- GIVEN PROBLEM: Write out the data word for word, starting with the line that contains "Look at this image and locate every instance of icicle." and going on through the line that contains "xmin=175 ymin=30 xmax=184 ymax=73". Leave the pictures out.

- DATA TO PROCESS:
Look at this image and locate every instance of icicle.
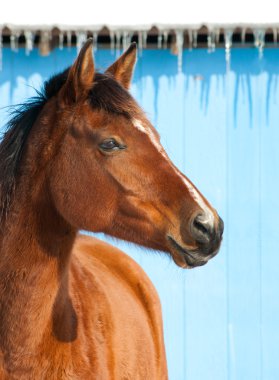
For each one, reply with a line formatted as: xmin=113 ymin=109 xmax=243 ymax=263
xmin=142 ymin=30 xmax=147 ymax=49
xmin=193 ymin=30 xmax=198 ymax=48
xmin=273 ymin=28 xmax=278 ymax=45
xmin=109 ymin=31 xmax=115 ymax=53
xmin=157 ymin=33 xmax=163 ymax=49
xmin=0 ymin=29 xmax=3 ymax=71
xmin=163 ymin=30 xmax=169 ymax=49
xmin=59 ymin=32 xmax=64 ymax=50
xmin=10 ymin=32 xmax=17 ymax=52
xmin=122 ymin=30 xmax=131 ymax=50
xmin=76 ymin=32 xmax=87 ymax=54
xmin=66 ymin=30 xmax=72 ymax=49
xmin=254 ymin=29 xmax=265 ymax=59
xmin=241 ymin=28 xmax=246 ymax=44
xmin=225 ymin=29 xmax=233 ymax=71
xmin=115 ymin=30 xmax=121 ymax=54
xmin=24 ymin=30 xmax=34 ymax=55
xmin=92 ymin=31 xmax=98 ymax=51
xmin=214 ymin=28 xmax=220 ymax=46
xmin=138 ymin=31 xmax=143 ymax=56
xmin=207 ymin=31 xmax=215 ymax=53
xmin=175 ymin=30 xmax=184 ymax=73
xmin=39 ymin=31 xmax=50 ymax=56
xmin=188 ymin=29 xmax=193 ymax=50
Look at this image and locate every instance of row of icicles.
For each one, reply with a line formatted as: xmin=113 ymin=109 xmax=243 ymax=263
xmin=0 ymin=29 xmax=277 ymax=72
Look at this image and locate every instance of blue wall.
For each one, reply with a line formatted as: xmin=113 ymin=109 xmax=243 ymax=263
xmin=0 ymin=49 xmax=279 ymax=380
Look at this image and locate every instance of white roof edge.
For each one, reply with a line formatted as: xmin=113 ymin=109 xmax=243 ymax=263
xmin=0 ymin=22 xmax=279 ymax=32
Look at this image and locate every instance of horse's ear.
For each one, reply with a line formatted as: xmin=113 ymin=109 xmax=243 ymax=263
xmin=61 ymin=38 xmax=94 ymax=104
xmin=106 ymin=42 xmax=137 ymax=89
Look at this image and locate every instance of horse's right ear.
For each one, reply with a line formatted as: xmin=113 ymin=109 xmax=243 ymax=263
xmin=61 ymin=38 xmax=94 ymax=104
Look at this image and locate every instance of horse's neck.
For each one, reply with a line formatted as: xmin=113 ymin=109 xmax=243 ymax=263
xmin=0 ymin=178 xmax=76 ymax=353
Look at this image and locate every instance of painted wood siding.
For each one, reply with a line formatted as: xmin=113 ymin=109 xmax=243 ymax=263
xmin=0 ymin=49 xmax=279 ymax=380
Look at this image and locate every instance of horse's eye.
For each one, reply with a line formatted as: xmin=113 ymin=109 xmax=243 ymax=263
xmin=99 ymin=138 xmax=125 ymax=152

==

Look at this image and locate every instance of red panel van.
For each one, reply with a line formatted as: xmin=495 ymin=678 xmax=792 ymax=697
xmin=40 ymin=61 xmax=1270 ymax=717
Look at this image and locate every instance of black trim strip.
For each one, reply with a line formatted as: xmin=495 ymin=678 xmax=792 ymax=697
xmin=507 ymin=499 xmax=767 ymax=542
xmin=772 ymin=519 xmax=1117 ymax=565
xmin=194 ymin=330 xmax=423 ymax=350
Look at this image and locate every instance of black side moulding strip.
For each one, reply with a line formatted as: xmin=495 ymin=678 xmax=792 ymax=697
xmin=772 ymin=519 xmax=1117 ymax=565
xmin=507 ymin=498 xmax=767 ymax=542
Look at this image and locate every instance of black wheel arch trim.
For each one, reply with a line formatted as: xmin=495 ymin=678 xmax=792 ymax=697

--

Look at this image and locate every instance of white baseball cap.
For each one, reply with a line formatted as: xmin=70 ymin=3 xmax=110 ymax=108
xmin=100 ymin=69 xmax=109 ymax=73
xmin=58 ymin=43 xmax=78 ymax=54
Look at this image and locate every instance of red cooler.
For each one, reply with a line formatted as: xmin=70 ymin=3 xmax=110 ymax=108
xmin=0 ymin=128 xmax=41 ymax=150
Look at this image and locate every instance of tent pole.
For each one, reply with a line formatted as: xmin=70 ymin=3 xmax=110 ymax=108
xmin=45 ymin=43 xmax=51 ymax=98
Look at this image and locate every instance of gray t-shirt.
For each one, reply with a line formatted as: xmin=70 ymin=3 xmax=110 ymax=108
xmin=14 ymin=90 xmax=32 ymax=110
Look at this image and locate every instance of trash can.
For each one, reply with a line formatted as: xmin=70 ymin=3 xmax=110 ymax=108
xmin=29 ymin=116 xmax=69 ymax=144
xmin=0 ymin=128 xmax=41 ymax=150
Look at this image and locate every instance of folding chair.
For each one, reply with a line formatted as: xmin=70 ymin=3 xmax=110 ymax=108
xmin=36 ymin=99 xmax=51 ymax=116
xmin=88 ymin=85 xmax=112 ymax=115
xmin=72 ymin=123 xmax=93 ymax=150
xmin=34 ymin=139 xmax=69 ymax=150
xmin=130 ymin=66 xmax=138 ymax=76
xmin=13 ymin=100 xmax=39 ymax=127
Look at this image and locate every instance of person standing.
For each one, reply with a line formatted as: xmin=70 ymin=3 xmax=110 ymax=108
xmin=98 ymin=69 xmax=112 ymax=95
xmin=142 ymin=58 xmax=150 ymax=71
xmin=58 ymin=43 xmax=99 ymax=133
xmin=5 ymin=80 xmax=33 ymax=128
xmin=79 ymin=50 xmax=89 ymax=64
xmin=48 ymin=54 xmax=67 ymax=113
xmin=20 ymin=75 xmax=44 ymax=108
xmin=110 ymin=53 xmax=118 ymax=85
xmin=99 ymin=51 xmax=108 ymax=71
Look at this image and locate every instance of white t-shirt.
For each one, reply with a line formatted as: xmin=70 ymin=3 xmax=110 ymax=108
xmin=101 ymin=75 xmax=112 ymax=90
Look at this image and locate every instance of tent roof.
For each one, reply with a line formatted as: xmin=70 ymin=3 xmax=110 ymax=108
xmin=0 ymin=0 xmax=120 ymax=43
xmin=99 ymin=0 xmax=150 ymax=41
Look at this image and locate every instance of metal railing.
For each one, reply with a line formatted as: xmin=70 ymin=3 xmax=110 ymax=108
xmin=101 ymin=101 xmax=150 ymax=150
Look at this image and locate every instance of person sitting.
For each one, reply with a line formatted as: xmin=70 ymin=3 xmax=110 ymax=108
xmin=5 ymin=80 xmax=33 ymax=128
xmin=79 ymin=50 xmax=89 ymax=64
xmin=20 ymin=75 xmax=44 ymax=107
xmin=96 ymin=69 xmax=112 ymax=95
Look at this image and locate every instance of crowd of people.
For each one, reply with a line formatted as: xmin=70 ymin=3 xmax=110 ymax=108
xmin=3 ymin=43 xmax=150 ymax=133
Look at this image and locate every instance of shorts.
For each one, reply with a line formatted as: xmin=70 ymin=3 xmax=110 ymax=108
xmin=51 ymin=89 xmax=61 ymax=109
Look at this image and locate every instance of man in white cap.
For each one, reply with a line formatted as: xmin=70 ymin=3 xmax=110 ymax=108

- OUTPUT OF THE TASK:
Look at this image and locate every instance of icicle.
For each one, reply with a line formatted as: xmin=113 ymin=109 xmax=243 ymax=263
xmin=142 ymin=30 xmax=147 ymax=49
xmin=193 ymin=30 xmax=198 ymax=48
xmin=273 ymin=28 xmax=278 ymax=45
xmin=109 ymin=31 xmax=115 ymax=53
xmin=157 ymin=33 xmax=163 ymax=49
xmin=0 ymin=29 xmax=3 ymax=71
xmin=163 ymin=30 xmax=169 ymax=49
xmin=59 ymin=32 xmax=64 ymax=50
xmin=10 ymin=32 xmax=17 ymax=52
xmin=122 ymin=30 xmax=131 ymax=50
xmin=76 ymin=32 xmax=87 ymax=54
xmin=66 ymin=30 xmax=72 ymax=49
xmin=254 ymin=29 xmax=265 ymax=59
xmin=241 ymin=28 xmax=246 ymax=44
xmin=225 ymin=29 xmax=233 ymax=71
xmin=115 ymin=30 xmax=121 ymax=54
xmin=24 ymin=30 xmax=34 ymax=55
xmin=92 ymin=31 xmax=98 ymax=51
xmin=214 ymin=28 xmax=220 ymax=46
xmin=138 ymin=31 xmax=143 ymax=56
xmin=207 ymin=31 xmax=215 ymax=53
xmin=175 ymin=30 xmax=184 ymax=73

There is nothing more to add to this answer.